Verilen Metin:
##############################

A Yorum
  Acilis Sayfasi Yap Sik Kullanilanlara Ekle  

   
A yorum Kurum
iletisim
login
yayin ilkeleri...



yazi dizileri

Yazı karekteri : (+) Büyük | (-) Küçük

433. YAZI

Kategori Kategori: Ayorum Güncel | Yorumlar 12 Yorum | Yazar Yazan: Gündoğdu Gencer | 15 Ağustos 2010 06:16:44

Bu, benim Dünya gazetesine yazdığım 433. yazım. Her hafta aksatmadan yazmaya çalıştığım hesaba katılırsa 8 yılı aşkındır, her hafta birşeyler yazmışım. Ne var ki 432 sayılı yazım Dünya'da yayınlanmadı. Yaklaşık 3 yıla yakın bir süredir yazılarım aynı zamanda www.ayorum.com sitesinde de yayınlanıyor.

##############################

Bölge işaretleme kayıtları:
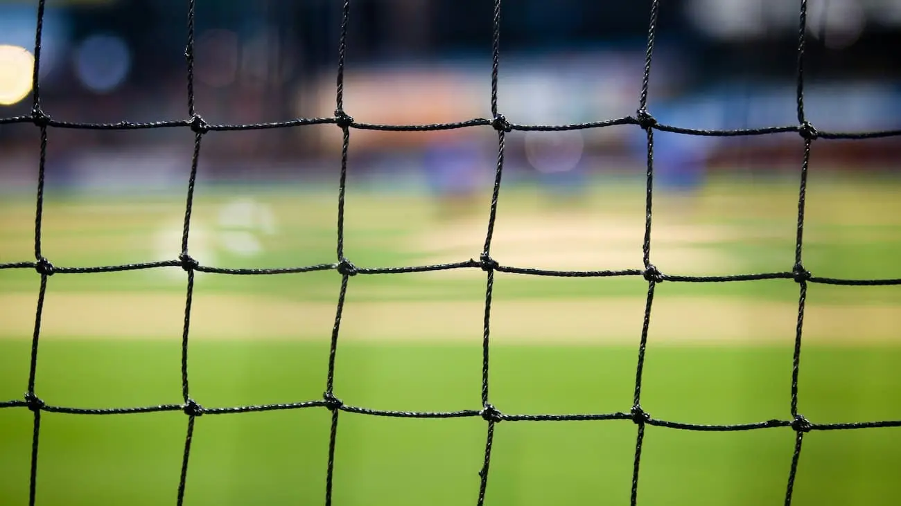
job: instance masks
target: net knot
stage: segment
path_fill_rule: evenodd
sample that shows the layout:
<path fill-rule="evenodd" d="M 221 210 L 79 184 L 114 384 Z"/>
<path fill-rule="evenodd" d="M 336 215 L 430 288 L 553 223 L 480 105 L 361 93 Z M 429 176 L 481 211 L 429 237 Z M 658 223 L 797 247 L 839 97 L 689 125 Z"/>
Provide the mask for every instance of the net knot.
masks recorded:
<path fill-rule="evenodd" d="M 644 269 L 642 275 L 644 276 L 645 281 L 653 281 L 654 283 L 663 282 L 663 275 L 651 264 L 648 264 L 647 268 Z"/>
<path fill-rule="evenodd" d="M 485 421 L 493 421 L 497 423 L 504 420 L 504 414 L 497 411 L 497 408 L 487 402 L 485 404 L 485 407 L 482 408 L 479 414 L 482 415 L 482 419 L 485 420 Z"/>
<path fill-rule="evenodd" d="M 651 116 L 647 109 L 639 109 L 635 113 L 635 121 L 643 130 L 651 130 L 657 126 L 657 119 Z"/>
<path fill-rule="evenodd" d="M 797 129 L 797 132 L 807 140 L 816 140 L 816 138 L 820 136 L 820 132 L 816 131 L 816 128 L 810 122 L 801 123 L 801 126 Z"/>
<path fill-rule="evenodd" d="M 46 405 L 44 402 L 33 393 L 25 394 L 25 402 L 27 402 L 28 409 L 32 411 L 40 411 Z"/>
<path fill-rule="evenodd" d="M 633 406 L 629 412 L 632 414 L 632 420 L 639 425 L 651 421 L 651 414 L 645 412 L 638 404 Z"/>
<path fill-rule="evenodd" d="M 340 410 L 341 406 L 344 405 L 344 402 L 341 402 L 341 399 L 335 397 L 334 393 L 332 393 L 331 392 L 323 393 L 323 398 L 325 399 L 325 407 L 328 408 L 329 411 Z"/>
<path fill-rule="evenodd" d="M 198 404 L 194 399 L 188 399 L 182 411 L 187 416 L 200 416 L 204 414 L 204 407 Z"/>
<path fill-rule="evenodd" d="M 798 432 L 810 432 L 810 429 L 814 428 L 814 424 L 804 418 L 804 415 L 796 414 L 795 415 L 795 420 L 791 422 L 791 428 Z"/>
<path fill-rule="evenodd" d="M 178 255 L 178 260 L 181 261 L 181 268 L 185 269 L 185 272 L 193 271 L 200 266 L 200 263 L 192 258 L 187 253 Z"/>
<path fill-rule="evenodd" d="M 814 275 L 810 274 L 810 271 L 804 268 L 801 264 L 795 264 L 795 267 L 792 269 L 792 277 L 795 278 L 796 283 L 802 283 L 814 277 Z"/>
<path fill-rule="evenodd" d="M 497 131 L 505 131 L 507 133 L 513 131 L 513 125 L 510 122 L 506 121 L 504 114 L 495 114 L 495 119 L 491 120 L 491 126 Z"/>
<path fill-rule="evenodd" d="M 38 271 L 38 274 L 42 276 L 53 276 L 56 269 L 53 267 L 53 264 L 50 260 L 41 257 L 38 259 L 38 262 L 34 264 L 34 270 Z"/>
<path fill-rule="evenodd" d="M 488 272 L 499 267 L 500 264 L 498 264 L 497 261 L 492 258 L 487 253 L 482 253 L 482 255 L 478 258 L 478 266 L 483 271 Z"/>
<path fill-rule="evenodd" d="M 207 123 L 200 114 L 195 114 L 191 118 L 191 130 L 195 133 L 206 133 L 210 130 L 210 125 Z"/>
<path fill-rule="evenodd" d="M 47 127 L 50 124 L 50 117 L 41 110 L 40 107 L 35 107 L 32 109 L 32 122 L 34 122 L 36 126 Z"/>
<path fill-rule="evenodd" d="M 341 129 L 350 128 L 350 125 L 353 124 L 353 118 L 349 116 L 347 113 L 338 109 L 335 111 L 335 124 Z"/>
<path fill-rule="evenodd" d="M 357 276 L 357 266 L 350 263 L 350 260 L 342 258 L 338 262 L 338 272 L 344 276 Z"/>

##############################

Çalışma Görevleri:
a – 433. yazı metninde "yazi dizileri" sözcüklerinden "sitesinde de yayınlanıyor." sözcüklerine kadar uzanan her şeyi aynen yineleyin.
b – Yazarın 433. yazısını anlatan metni kaldığı yerden sürdürün.
Bu çalışmada kayıtlara ihtiyaç yok.

Alıştırma Yanıtları:
a –
yazi dizileri

Yazı karekteri : (+) Büyük | (-) Küçük

433. YAZI

Kategori Kategori: Ayorum Güncel | Yorumlar 12 Yorum | Yazar Yazan: Gündoğdu Gencer | 15 Ağustos 2010 06:16:44

Bu, benim Dünya gazetesine yazdığım 433. yazım. Her hafta aksatmadan yazmaya çalıştığım hesaba katılırsa 8 yılı aşkındır, her hafta birşeyler yazmışım. Ne var ki 432 sayılı yazım Dünya'da yayınlanmadı. Yaklaşık 3 yıla yakın bir süredir yazılarım aynı zamanda www.ayorum.com sitesinde de yayınlanıyor.

b –
432 sayılı yazımı okumak isteyenler bu siteye bakabilirler. Dünya gazetesinin sahibi gayet kibarca 432 sayılı yazımın çok tepki çekeceğini söyleyerek bazı yerlerini çıkarmamı veya değiştirmemi istedi. Ben bunu yapmayacağımı, beğenmiyorsa yazıyı hiç yayınlamamasını söyledim.  Dünya'ya ilk yazmaya başladığımda iki koşul öne sürmüştüm.  Birisi yazılarımın virgülüne bile dokunulmaması, öteki de her hafta aynı köşede yayınlanması idi.  431 hafta gazetenin sahibi buna uydu, teşekkür ederim.
 
Okurlarım bilirler, yazılarımda kendimden pek söz etmemeye özen gösteririm, çünkü önemli olan benim kim olduğum değil, ileri sürdüğüm görüşlerim, düşüncelerimdir. 
 
Gazetenin sahibi bu 433. yazıyı yayınlamak inceliğini gösterirse, siz okurlarıma bunun Dünya'daki son yazım olduğunu üzülerek bildirmek isterim.  Ben görüşlerimi, düşüncelerimi özgürce ifade etmeme olanak bulamadığım için ilk faşist darbe sonrası Avustralya'ya gelenlerdenim.  Ne yazık ki sansürcü kafa yapısı burada da karşıma çıktı.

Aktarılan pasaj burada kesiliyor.